Direction -> Rewrite the lines below as a numbered list, omitting any blank lines.
** BEGIN Input material **
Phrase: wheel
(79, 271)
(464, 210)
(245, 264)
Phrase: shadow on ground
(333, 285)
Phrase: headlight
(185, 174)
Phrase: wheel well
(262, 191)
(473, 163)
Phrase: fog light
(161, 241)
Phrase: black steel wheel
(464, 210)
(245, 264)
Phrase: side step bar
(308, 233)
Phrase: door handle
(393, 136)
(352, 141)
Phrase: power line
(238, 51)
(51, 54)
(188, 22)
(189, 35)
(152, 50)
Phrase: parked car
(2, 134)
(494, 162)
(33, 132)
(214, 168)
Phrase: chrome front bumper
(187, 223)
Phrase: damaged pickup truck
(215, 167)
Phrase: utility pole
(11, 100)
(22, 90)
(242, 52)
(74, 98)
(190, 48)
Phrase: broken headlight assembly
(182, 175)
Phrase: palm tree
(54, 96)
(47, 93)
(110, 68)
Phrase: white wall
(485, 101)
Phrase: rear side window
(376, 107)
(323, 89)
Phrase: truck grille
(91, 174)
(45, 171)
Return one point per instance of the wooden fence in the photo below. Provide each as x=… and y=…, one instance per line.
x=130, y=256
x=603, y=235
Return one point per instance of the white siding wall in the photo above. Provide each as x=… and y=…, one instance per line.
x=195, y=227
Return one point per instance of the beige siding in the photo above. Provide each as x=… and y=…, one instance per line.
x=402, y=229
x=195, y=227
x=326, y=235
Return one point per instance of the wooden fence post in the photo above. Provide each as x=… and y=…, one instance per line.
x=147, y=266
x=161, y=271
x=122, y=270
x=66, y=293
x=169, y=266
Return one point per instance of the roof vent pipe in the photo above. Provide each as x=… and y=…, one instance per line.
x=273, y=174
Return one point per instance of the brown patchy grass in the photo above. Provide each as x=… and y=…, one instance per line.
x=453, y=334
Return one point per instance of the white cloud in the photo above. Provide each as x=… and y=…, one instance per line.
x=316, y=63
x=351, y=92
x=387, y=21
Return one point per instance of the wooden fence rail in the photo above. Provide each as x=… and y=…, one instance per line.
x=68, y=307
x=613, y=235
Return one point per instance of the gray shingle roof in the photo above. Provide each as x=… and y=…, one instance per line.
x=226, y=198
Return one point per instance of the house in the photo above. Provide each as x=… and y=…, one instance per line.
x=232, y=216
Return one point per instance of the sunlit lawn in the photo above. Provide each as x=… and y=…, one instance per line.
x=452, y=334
** END Input material **
Full output ->
1. Phrase: wheel
2. (79, 271)
3. (464, 210)
4. (245, 264)
5. Phrase: shadow on ground
6. (333, 285)
7. Phrase: headlight
8. (185, 174)
9. Phrase: wheel well
10. (262, 191)
11. (473, 163)
12. Phrase: fog light
13. (161, 241)
14. Phrase: black steel wheel
15. (464, 210)
16. (245, 264)
17. Phrase: side step bar
18. (308, 233)
19. Phrase: door handle
20. (393, 136)
21. (352, 141)
22. Phrase: power line
23. (238, 51)
24. (51, 54)
25. (188, 22)
26. (189, 35)
27. (152, 50)
28. Phrase: parked car
29. (2, 134)
30. (494, 162)
31. (33, 132)
32. (214, 168)
33. Phrase: chrome front bumper
34. (187, 223)
35. Phrase: damaged pickup truck
36. (215, 167)
37. Phrase: utility pole
38. (11, 100)
39. (22, 90)
40. (242, 52)
41. (74, 98)
42. (190, 48)
43. Phrase: broken headlight assembly
44. (182, 175)
45. Phrase: palm tree
46. (54, 96)
47. (47, 93)
48. (110, 68)
49. Phrase: white wall
50. (485, 101)
51. Phrase: rear side window
52. (376, 107)
53. (323, 89)
54. Phrase: truck grille
55. (91, 174)
56. (45, 171)
57. Return one point per instance of the wooden fence in the photo below. Provide each as x=… and y=…, one instance per line.
58. x=130, y=256
59. x=603, y=235
60. Return one point per instance of the white siding wall in the photo above. Provide each as x=… and y=…, one instance per line.
61. x=195, y=227
62. Return one point per instance of the beige siding in the photo above. Provide each as x=… and y=…, one instance per line.
63. x=402, y=229
64. x=195, y=227
65. x=326, y=235
66. Return one point per instance of the wooden fence post in the photo above. Provide each as x=… and y=…, one instance per line.
67. x=147, y=266
68. x=161, y=271
69. x=122, y=270
70. x=66, y=293
71. x=169, y=266
72. Return one point per instance of the roof vent pipe in the photo above. Provide each as x=… and y=…, one instance per line.
73. x=273, y=174
74. Return one point per instance of the brown patchy grass in the photo above. Provide each as x=… and y=…, one instance per line.
75. x=453, y=334
76. Return one point per instance of the white cloud in the photo above. Provide each as x=… and y=…, one instance per line.
77. x=316, y=63
78. x=351, y=92
79. x=387, y=21
80. Return one point per instance of the wooden fence rail in the photo above. Provide each as x=… and y=…, one instance per line.
81. x=68, y=307
82. x=613, y=235
83. Return one point per instance of the gray shingle roof in the photo above. Provide each as x=… and y=…, one instance per line.
84. x=226, y=198
85. Return one point per instance of the house in the photo above. Provide each as x=… and y=…, one instance per line.
86. x=232, y=216
87. Return one point per instance of the sunlit lawn in the photo above. Provide each as x=… and y=…, one instance per line.
88. x=452, y=334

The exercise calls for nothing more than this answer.